WORK TO COMPLETE:
Check every line of the entries for "pole", and copy the lines that hold it.

↓

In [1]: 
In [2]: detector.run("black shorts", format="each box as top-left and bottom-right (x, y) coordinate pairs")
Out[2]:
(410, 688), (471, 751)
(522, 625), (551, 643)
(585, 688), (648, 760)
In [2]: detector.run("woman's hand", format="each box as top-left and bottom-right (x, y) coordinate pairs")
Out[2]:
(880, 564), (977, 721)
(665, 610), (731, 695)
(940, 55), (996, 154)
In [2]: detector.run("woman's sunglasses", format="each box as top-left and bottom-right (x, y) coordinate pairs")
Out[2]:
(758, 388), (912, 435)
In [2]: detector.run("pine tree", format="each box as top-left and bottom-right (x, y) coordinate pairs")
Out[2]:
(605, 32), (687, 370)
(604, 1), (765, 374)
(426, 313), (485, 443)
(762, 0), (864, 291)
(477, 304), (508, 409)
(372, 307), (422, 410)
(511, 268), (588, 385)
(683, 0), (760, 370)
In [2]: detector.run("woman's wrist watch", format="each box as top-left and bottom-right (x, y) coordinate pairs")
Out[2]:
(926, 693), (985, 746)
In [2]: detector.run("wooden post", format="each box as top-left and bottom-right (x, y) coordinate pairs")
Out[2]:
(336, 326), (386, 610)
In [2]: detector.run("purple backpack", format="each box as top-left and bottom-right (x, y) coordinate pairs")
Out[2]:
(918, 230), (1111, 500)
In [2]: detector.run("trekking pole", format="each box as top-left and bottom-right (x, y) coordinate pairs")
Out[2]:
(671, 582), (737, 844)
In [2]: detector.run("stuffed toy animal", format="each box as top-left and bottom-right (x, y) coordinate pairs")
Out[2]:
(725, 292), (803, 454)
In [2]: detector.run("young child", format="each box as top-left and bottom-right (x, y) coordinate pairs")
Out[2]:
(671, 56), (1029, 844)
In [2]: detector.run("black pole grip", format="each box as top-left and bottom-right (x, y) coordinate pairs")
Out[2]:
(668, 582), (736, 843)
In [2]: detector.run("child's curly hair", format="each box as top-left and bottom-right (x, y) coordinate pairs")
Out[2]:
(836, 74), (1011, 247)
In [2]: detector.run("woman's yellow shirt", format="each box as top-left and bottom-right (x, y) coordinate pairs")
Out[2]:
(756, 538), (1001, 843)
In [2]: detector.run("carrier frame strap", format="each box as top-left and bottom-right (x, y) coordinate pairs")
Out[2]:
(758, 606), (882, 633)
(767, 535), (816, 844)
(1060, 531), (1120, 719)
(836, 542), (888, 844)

↑

RESULT FOR THIS EXERCISE:
In [2]: detector.run("trekking pole", format="each box as top-left and bottom-right (x, y) coordinate pairs")
In [2]: detector.run("black pole grip", format="each box as top-left and bottom-right (x, y) coordinate pairs")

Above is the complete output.